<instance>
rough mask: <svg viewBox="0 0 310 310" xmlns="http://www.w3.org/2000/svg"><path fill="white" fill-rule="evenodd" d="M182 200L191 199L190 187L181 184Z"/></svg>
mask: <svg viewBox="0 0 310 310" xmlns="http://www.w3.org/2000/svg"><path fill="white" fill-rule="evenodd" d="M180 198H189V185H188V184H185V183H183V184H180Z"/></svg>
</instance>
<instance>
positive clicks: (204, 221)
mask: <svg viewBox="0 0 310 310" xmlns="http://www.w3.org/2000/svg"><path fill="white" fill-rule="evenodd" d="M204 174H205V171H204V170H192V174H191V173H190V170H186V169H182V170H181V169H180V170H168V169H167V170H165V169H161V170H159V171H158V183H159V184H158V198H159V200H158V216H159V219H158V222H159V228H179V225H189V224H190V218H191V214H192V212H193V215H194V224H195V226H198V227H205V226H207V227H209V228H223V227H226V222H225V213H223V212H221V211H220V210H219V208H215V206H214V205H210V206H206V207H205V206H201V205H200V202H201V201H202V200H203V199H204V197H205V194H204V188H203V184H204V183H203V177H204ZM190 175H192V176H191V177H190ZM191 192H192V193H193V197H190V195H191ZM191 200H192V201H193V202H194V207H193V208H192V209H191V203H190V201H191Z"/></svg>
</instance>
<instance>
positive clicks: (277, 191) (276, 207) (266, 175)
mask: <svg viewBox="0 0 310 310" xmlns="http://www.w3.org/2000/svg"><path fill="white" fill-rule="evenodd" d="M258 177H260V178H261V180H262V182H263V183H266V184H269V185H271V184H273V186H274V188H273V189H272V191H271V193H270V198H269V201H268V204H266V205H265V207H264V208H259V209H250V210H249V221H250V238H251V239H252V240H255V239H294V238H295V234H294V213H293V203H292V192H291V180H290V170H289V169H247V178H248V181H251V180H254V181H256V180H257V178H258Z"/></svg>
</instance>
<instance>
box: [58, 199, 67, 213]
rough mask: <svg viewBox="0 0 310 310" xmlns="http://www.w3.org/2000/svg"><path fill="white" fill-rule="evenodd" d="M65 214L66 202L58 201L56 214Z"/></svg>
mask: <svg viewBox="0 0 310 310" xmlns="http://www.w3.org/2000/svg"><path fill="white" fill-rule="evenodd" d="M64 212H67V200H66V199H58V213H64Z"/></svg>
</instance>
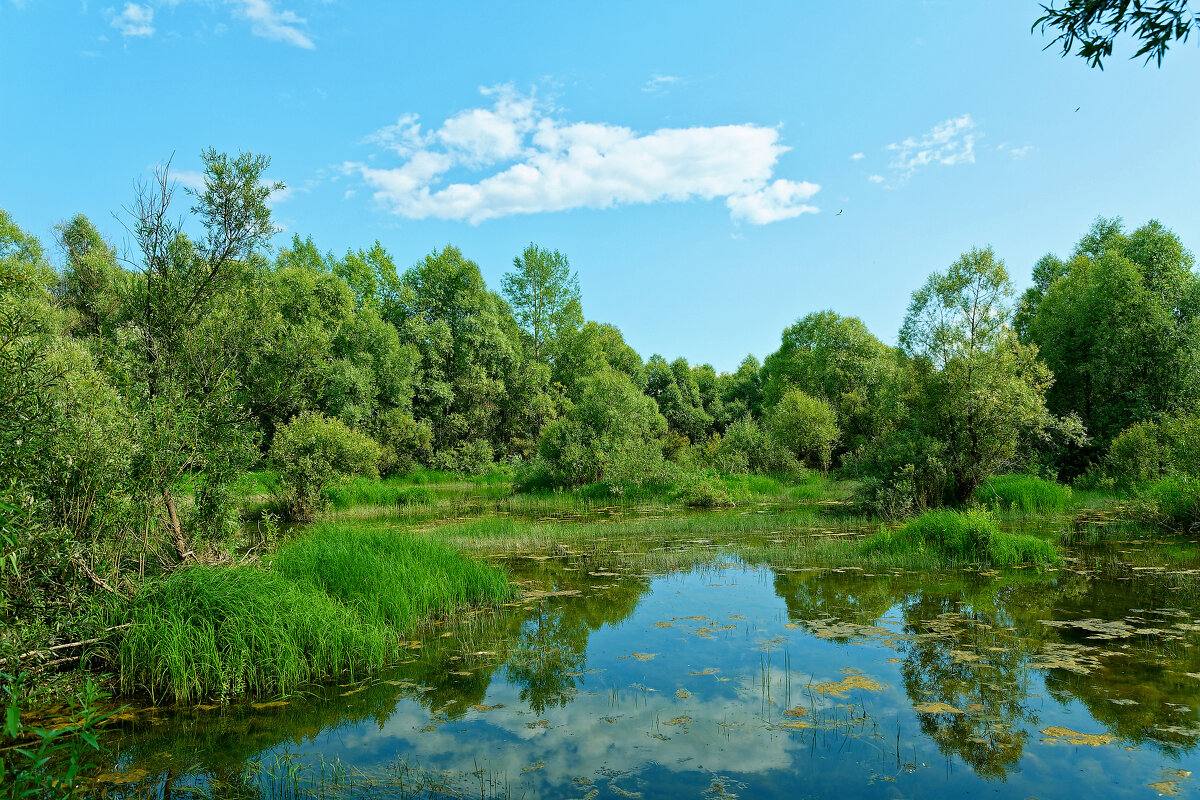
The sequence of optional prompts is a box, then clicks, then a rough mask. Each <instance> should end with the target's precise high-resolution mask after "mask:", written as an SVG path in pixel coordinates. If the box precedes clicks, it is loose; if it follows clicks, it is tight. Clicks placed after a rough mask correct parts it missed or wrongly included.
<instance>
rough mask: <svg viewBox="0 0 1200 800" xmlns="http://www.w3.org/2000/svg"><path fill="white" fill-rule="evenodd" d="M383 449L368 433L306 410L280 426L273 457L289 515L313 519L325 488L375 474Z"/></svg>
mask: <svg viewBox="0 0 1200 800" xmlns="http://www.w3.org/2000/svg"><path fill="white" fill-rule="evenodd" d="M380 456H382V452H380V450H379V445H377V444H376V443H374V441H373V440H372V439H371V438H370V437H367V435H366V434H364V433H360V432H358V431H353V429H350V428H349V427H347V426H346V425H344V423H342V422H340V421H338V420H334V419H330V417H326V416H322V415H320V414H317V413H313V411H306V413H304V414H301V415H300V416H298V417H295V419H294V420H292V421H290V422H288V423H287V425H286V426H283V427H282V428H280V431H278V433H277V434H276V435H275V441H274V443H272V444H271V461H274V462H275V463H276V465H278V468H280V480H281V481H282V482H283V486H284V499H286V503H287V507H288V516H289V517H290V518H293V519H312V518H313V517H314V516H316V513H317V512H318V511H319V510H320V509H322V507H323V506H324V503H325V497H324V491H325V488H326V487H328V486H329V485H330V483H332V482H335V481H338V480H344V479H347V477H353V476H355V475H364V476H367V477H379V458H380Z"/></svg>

━━━━━━

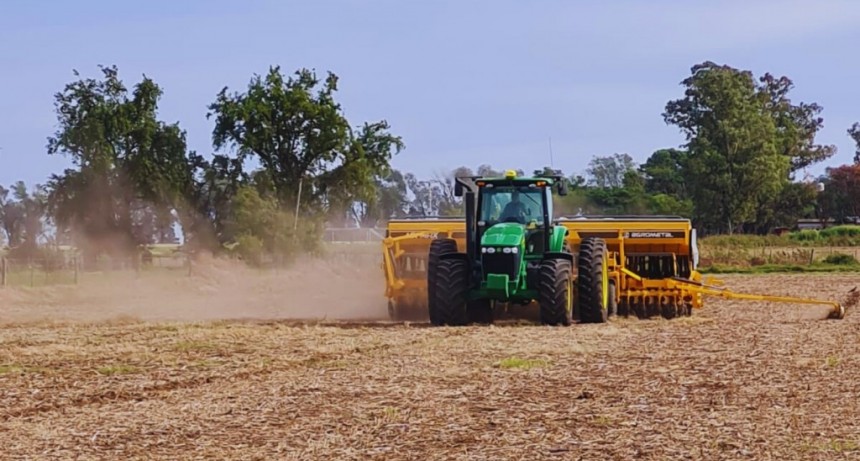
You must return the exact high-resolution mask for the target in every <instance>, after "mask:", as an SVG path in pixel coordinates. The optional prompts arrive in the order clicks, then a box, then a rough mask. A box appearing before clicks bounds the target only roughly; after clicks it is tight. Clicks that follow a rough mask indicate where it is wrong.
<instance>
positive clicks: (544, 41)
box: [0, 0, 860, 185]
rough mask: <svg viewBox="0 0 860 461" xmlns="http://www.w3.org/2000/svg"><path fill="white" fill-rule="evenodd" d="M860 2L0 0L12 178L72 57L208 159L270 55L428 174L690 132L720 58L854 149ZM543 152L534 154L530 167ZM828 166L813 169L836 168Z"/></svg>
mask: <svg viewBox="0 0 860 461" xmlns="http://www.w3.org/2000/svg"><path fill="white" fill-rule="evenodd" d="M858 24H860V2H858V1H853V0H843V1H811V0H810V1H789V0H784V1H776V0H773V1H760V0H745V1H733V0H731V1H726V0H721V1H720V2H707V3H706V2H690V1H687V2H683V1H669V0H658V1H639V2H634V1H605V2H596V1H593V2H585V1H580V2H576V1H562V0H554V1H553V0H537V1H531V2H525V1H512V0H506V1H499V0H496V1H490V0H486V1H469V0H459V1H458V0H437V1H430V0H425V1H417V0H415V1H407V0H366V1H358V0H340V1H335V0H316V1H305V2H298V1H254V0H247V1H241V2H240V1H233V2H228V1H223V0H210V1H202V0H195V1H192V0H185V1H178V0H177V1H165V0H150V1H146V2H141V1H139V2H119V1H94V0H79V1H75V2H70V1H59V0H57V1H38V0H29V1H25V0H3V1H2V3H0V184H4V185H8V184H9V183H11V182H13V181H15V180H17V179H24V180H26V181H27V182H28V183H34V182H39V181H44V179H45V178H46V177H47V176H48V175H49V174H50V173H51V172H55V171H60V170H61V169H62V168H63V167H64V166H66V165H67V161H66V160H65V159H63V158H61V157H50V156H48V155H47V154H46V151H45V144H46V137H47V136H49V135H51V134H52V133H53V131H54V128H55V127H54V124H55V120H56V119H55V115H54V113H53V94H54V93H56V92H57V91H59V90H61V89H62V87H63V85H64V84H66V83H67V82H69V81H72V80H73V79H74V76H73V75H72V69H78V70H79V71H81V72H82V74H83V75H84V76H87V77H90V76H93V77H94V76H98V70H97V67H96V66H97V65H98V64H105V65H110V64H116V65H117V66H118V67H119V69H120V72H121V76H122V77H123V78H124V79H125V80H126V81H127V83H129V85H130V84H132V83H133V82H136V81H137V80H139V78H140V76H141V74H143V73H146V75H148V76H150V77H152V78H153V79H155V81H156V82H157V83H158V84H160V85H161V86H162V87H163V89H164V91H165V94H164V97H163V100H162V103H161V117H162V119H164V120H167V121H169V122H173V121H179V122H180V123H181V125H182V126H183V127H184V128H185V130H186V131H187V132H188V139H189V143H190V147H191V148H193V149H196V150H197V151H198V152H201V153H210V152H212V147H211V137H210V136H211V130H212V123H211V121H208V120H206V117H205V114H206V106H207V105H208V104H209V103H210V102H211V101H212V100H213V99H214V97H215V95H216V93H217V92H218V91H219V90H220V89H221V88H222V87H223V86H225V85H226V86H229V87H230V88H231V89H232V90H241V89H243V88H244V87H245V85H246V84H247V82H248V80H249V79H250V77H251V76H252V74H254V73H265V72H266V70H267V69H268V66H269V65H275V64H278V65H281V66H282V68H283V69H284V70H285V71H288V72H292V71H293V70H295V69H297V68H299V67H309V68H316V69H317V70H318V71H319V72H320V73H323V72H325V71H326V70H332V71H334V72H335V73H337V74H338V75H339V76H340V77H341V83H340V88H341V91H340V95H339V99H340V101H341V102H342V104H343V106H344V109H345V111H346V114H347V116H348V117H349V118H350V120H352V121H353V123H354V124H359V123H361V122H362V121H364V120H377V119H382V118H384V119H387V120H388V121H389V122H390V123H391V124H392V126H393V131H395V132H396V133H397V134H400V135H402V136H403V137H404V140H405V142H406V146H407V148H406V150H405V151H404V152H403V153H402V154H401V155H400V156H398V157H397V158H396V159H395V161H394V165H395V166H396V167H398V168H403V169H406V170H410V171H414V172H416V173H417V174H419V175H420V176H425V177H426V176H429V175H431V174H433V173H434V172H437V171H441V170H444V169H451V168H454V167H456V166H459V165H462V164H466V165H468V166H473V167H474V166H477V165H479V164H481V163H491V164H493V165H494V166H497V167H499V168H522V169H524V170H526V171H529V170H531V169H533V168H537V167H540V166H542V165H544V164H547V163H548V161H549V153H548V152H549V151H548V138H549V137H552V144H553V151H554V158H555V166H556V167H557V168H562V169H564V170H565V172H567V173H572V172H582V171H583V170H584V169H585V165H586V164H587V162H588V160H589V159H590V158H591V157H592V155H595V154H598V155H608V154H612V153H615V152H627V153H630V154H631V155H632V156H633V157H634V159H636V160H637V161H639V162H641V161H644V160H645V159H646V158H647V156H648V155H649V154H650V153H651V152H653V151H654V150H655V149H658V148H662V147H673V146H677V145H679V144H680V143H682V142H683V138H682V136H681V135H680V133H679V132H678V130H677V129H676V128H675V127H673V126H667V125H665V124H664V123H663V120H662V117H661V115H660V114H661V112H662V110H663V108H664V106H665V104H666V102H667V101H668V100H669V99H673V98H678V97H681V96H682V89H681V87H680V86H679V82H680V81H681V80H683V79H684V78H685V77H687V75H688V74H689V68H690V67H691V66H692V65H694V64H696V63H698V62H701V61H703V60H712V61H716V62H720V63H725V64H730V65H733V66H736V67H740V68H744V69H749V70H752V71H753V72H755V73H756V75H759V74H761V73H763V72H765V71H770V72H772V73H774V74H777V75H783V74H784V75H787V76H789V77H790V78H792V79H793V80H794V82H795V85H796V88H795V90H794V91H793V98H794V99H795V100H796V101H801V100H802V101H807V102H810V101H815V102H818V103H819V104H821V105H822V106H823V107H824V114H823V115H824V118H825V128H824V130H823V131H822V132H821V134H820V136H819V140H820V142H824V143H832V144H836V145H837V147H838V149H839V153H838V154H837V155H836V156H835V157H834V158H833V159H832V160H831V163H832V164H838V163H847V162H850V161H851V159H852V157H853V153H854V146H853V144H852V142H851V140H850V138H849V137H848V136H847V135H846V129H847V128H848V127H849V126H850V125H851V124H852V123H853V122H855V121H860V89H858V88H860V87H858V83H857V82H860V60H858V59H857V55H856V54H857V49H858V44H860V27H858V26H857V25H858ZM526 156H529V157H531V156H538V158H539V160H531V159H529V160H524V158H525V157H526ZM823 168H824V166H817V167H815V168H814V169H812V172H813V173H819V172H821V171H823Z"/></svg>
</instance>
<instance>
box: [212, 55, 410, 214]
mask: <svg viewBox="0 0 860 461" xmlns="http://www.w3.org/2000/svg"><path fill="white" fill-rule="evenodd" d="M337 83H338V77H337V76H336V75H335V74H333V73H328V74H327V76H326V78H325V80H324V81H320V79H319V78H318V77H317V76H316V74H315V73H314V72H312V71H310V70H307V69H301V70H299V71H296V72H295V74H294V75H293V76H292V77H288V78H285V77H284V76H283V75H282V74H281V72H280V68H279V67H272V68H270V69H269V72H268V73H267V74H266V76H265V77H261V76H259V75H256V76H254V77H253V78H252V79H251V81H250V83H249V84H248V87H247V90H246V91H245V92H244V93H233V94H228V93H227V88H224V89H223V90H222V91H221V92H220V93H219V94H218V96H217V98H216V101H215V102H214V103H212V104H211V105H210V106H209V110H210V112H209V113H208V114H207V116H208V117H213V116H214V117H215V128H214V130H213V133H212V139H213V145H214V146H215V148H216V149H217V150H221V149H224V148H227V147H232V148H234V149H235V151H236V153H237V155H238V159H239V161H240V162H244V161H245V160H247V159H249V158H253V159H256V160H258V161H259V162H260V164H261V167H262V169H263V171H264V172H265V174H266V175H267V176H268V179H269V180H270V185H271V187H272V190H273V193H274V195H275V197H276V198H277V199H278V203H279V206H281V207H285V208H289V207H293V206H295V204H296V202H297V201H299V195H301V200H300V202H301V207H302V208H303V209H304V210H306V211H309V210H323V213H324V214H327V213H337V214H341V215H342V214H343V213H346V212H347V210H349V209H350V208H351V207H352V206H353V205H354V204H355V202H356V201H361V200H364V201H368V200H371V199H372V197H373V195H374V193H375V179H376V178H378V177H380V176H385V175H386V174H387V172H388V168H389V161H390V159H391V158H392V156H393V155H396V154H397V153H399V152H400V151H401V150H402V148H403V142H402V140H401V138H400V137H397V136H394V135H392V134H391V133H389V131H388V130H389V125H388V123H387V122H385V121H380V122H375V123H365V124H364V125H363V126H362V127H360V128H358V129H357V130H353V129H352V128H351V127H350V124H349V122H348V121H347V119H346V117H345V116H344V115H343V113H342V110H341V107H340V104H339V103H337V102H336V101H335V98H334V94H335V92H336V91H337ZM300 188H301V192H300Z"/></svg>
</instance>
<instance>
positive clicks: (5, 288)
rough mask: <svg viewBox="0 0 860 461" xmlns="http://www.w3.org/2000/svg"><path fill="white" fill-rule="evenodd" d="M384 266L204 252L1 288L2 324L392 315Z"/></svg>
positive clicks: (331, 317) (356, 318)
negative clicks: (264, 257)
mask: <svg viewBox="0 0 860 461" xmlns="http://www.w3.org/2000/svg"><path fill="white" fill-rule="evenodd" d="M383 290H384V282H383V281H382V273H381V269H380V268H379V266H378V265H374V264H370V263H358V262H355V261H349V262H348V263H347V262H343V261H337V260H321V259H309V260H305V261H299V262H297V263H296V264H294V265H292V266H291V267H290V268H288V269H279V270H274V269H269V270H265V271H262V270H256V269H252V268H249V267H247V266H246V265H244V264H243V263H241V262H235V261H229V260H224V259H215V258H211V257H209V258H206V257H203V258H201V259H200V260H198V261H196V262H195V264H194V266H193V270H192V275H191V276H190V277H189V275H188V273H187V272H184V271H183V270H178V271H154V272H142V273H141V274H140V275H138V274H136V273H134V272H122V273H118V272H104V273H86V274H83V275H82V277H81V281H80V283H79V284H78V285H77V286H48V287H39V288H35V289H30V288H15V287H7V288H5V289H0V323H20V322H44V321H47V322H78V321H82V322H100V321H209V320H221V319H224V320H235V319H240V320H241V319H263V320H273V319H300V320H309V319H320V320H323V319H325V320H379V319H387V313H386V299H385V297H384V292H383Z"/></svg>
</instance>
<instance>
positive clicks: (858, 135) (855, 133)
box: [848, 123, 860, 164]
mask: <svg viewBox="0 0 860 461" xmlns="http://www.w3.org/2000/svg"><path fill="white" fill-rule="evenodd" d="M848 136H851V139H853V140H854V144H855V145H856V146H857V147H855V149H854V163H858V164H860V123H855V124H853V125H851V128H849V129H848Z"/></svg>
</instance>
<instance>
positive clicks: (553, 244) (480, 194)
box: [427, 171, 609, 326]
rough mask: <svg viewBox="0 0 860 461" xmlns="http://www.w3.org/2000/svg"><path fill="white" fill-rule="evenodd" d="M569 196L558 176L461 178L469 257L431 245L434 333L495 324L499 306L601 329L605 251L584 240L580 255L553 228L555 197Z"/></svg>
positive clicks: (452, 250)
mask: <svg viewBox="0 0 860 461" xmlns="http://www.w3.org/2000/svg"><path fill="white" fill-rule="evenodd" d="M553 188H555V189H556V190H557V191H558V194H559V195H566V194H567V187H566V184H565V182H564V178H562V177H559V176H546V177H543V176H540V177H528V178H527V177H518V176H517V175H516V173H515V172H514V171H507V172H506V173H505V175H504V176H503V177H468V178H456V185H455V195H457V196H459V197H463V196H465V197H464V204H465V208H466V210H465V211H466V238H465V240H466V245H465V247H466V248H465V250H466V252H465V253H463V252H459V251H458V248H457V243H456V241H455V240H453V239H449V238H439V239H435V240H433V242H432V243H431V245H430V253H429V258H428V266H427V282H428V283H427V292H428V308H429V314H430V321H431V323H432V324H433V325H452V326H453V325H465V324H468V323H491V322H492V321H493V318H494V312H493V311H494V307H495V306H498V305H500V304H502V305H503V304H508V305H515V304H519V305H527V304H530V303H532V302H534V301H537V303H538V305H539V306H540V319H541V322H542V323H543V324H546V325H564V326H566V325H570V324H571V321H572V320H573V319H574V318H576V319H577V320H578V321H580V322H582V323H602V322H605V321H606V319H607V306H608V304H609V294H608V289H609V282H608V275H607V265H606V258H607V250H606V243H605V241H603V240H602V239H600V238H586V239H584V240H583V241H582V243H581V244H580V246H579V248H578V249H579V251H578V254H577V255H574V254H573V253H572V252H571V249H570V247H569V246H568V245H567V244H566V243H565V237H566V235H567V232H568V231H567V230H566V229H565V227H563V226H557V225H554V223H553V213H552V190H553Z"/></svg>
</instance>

━━━━━━

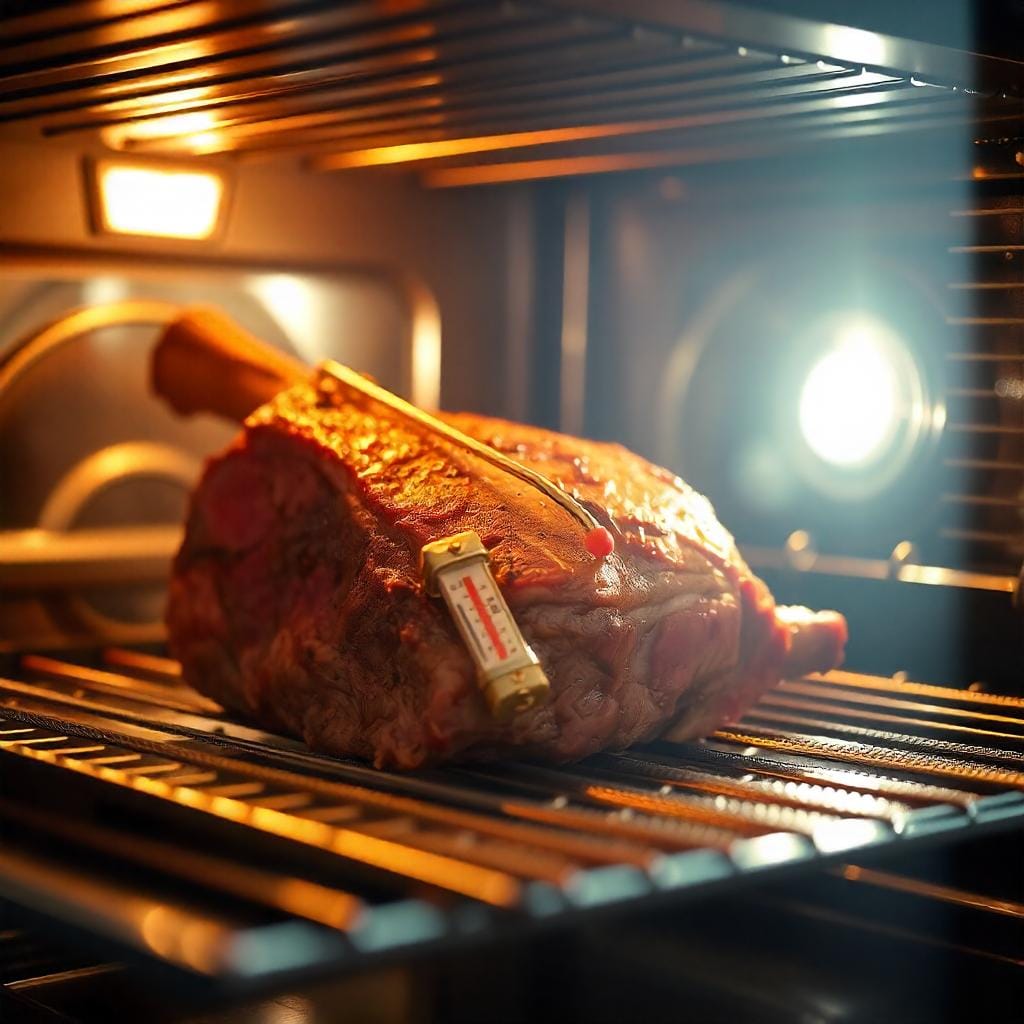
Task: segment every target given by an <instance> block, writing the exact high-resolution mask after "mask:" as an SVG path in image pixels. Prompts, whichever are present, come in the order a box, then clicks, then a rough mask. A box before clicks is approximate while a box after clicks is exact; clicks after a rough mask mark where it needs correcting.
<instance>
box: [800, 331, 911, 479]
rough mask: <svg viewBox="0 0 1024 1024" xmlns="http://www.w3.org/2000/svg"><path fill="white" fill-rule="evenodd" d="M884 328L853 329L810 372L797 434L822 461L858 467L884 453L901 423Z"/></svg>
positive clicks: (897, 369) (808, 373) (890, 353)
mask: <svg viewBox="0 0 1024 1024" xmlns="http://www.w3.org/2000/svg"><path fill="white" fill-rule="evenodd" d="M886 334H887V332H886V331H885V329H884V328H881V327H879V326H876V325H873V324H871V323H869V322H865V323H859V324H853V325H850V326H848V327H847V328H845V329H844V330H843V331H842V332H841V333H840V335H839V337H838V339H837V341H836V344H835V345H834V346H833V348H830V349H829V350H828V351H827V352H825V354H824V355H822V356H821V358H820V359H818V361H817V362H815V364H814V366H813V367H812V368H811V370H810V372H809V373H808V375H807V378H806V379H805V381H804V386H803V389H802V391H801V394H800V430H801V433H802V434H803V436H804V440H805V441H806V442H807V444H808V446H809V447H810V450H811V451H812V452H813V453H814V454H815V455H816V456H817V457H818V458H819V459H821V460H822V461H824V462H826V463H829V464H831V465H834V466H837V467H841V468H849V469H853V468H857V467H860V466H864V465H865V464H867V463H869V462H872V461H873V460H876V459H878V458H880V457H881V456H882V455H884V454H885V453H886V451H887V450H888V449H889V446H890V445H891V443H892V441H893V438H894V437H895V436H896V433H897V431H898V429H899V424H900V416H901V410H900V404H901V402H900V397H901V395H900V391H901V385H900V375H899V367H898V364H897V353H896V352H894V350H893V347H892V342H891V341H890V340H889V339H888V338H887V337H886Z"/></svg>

━━━━━━

- Job -
Pick out each line of the records that contains the string "positive", matching case exactly, and copy those lines out.

- Response -
positive clicks: (204, 221)
positive clicks: (277, 191) (276, 207) (266, 175)
positive clicks: (544, 41)
positive clicks: (5, 288)
positive clicks: (331, 317) (356, 318)
positive clicks: (858, 135) (855, 133)
positive clicks: (553, 244) (480, 194)
positive clicks: (452, 250)
positive clicks: (897, 369) (808, 373) (890, 353)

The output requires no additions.